Lines from a pointing dataset:
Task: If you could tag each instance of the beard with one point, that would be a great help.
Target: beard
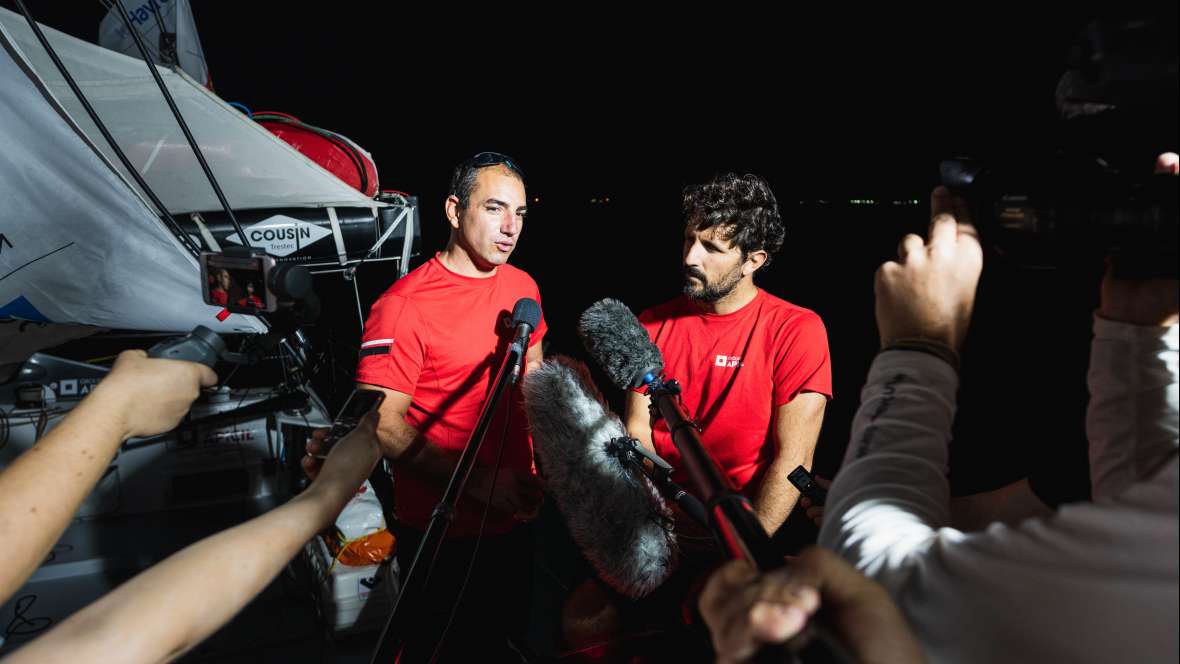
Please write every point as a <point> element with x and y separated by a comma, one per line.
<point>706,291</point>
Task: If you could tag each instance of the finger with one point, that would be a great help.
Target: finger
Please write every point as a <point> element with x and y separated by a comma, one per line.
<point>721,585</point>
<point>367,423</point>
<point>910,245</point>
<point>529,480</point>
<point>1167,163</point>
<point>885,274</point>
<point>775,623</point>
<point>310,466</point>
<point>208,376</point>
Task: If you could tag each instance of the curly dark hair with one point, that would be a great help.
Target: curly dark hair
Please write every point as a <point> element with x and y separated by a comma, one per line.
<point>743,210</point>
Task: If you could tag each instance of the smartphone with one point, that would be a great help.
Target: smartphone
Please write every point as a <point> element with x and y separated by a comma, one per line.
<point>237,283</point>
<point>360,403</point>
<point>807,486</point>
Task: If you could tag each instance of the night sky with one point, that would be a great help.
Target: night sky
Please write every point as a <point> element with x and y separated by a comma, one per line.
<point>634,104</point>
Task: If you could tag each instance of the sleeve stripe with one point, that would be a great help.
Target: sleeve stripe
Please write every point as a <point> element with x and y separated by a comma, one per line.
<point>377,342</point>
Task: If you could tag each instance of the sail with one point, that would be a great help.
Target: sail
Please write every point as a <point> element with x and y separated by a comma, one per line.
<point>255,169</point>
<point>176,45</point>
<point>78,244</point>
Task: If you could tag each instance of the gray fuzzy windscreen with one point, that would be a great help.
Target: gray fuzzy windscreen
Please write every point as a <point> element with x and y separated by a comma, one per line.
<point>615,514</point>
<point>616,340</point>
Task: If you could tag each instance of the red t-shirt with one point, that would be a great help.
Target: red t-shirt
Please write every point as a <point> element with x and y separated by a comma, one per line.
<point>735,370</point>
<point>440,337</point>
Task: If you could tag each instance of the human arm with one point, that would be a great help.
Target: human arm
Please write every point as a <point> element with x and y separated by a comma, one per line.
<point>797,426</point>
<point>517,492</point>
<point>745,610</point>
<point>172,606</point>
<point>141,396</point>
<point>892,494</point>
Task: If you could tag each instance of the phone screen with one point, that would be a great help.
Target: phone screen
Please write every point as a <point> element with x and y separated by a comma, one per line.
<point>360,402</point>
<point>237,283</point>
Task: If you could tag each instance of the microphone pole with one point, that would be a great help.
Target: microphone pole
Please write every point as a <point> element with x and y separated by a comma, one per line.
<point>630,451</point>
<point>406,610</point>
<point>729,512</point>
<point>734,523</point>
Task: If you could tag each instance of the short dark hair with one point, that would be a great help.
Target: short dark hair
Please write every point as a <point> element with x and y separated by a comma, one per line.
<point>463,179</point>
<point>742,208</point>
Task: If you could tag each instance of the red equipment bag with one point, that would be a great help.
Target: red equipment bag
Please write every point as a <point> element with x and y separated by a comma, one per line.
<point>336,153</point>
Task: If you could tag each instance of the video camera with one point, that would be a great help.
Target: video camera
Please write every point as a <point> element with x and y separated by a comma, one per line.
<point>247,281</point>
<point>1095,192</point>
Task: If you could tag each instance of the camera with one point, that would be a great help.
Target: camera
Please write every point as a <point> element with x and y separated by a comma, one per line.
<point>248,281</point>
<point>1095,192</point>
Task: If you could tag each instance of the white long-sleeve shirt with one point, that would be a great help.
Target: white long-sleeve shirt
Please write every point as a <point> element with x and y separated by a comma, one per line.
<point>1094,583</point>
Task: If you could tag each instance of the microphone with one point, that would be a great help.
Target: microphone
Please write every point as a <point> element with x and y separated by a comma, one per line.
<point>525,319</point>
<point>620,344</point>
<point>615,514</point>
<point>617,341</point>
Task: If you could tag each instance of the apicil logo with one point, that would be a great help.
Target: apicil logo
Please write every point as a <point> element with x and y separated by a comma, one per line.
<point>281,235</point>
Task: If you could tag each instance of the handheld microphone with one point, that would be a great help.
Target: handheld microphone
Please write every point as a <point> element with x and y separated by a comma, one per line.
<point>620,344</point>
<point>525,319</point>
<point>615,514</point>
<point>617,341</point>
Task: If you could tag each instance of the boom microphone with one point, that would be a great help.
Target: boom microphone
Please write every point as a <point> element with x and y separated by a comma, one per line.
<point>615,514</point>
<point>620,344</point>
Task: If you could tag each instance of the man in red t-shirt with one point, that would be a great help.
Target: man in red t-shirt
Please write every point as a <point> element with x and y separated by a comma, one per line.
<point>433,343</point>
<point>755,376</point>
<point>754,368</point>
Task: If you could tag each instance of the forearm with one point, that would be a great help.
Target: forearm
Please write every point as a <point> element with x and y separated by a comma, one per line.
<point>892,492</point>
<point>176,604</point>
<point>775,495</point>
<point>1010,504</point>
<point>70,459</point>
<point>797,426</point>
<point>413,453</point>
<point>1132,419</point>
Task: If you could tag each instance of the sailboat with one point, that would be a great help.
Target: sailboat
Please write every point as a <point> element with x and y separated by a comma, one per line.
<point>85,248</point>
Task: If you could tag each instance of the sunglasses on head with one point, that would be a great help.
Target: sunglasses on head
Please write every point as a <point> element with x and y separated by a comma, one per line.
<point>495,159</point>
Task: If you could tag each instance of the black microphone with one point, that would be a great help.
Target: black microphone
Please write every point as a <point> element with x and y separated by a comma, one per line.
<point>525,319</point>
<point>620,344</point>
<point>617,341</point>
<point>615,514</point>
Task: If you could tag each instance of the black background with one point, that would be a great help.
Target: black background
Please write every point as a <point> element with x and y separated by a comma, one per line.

> Required work: Quote all of the lines above word for word, but leave the pictures out.

> Answer:
Task: If you could tag each instance of the beard with one point, that would be a great help.
Target: beard
Please write every point as a <point> element with x and y separated by a comma, one per line.
<point>706,291</point>
Task: If you could tag each instance of the finger with one point, that would be a great help.
Target: finger
Please write every point as a <point> element with x and y separated by a comma, one per line.
<point>721,585</point>
<point>367,423</point>
<point>910,245</point>
<point>529,480</point>
<point>1167,163</point>
<point>885,274</point>
<point>775,623</point>
<point>310,466</point>
<point>208,376</point>
Task: If you could tag each instance of the curly dark hair with one point, that would be a great help.
Target: curly dark hair
Please write every point as a <point> element with x and y separated by a comma, one per line.
<point>743,210</point>
Task: If you could tag each instance of the smartphone with one point, that would be a great help.
Target: smartphone
Please write every point as a <point> element with x and y separated by a comma, one per line.
<point>237,283</point>
<point>360,403</point>
<point>807,486</point>
Task: If you could tag each instance of the night sky with one point, that would be a great help.
Target: night sky
Please write every point as a <point> element with x and y separated by a comma, one per line.
<point>634,104</point>
Task: If you could tag each instance of the sleeve stripe with one point, that would be a great help.
Target: sleeve stripe
Please write every point as a <point> element with x and y separated by a comma, one per line.
<point>377,342</point>
Task: If you could tag each instance of the sail with one point, that would be a great help.
Target: sail
Please write every point as a <point> element with x and y separated by a comma, one per line.
<point>255,169</point>
<point>176,45</point>
<point>78,244</point>
Task: If you could tag each instance of the gray fuzzy windscreen with one point, that would be a great help.
Target: gray fuzzy windscreen
Please write every point as a <point> element with x and y separated by a comma, one per line.
<point>615,514</point>
<point>616,340</point>
Task: If you could tag each instance of the red t-shirt with one point, that would be a great help.
Target: red t-shirt
Please write every point as a <point> element with x and y separated by a comma, one per line.
<point>735,370</point>
<point>440,337</point>
Task: If you could tag each instance of the human arm with one point, that would be a great help.
Target: human arm
Please write every point as a <point> element with x and y separated by a comma, one per line.
<point>797,426</point>
<point>517,492</point>
<point>745,610</point>
<point>172,606</point>
<point>141,396</point>
<point>892,494</point>
Task: If you could tag each instance of the phone screen with one point, that would be a great help.
Target: phone screen
Please write every point as a <point> element with x and y separated by a comma, one per line.
<point>360,402</point>
<point>237,283</point>
Task: If you could tag each instance of the microphone pole with one point, that would be a great help.
Target: microphone pole
Please write every point as a <point> element with x and y separated by a comma, one per line.
<point>630,451</point>
<point>406,610</point>
<point>729,512</point>
<point>734,523</point>
Task: If you could tag each instance of the short dark hair with one point, that would be a great help.
Target: short dark hair
Please write every point as a <point> element with x and y separated by a comma, one per line.
<point>463,179</point>
<point>742,208</point>
Task: If you could tag each instance of the red equipment bag with one point, that would be a great help.
Target: red equipment bag
Please write every point as a <point> element with x and y separated by a comma, one per line.
<point>336,153</point>
Task: If you could tag each instance of the video camera with one point, that would be a great help.
Target: video camera
Please write every point as a <point> element with x and y separated by a comma, one per line.
<point>247,281</point>
<point>1095,192</point>
Task: If you could tag each instance of the camera with one point, that would be a great help.
Target: camera
Please write every point as a <point> element with x and y separated by a comma, one per line.
<point>248,281</point>
<point>1095,192</point>
Task: If you could tag each instance of the white long-sleeve shirt with one point, that would be a great help.
Target: white long-sleeve shirt
Please write every point as a <point> element with x and y separated by a comma, one per line.
<point>1094,583</point>
Task: If you could tag each instance of the microphone with one point, that would be a great help.
Target: microphone
Please write every point as a <point> element with x and y separated by a comma, one per line.
<point>525,319</point>
<point>620,344</point>
<point>615,514</point>
<point>617,341</point>
Task: If you could tag each instance of the apicil logo with one point, that would be a great help.
Target: apicil logo
Please write every point as a <point> element with x and y separated by a comma, one per line.
<point>281,235</point>
Task: If you could tag each instance of the handheld microphone with one point, that would be a great help.
Target: handheld microphone
Please write every point as a <point> element with x and y separated by a comma, one per line.
<point>620,344</point>
<point>525,319</point>
<point>615,514</point>
<point>617,341</point>
Task: If you could tag each instance of the boom microphone with one point, that would be a great help.
Target: boom microphone
Please write every point as a <point> element with x and y separated by a comma, one per line.
<point>615,514</point>
<point>620,344</point>
Task: If you could tag each instance of the man in red t-shirt with one point, that would be a great help.
Target: man in red t-shirt
Please write every point as a <point> element with x and y separated by a comma, one per line.
<point>433,343</point>
<point>755,376</point>
<point>754,368</point>
Task: If you could tag each instance of the forearm with one point, that would be a great help.
Target: forearm
Please write every point as a <point> element with x and y separated by a comma, one per line.
<point>892,492</point>
<point>176,604</point>
<point>775,495</point>
<point>1010,504</point>
<point>70,459</point>
<point>797,426</point>
<point>413,453</point>
<point>1132,419</point>
Task: If you could tag each instance of the sailboat with one point, that would be a great help.
Target: sailboat
Please write every point as a <point> element with x and y separated by a comma, one per line.
<point>85,248</point>
Task: If you could tag each instance of the sunglasses on head with one point, that would be a great help.
Target: sunglasses on head
Please write every point as a <point> element with x and y separated by a comma, one per line.
<point>495,159</point>
Task: If you could tag each instance of the black microphone with one point, that would be a great help.
Target: black microphone
Please write every point as a <point> element with x and y separated by a comma, one per line.
<point>525,319</point>
<point>620,344</point>
<point>617,341</point>
<point>615,514</point>
Task: If you could tag each instance of the black background with one point, that would be a great help.
Target: black background
Please write every point as a <point> element with x and y separated by a comma, one per line.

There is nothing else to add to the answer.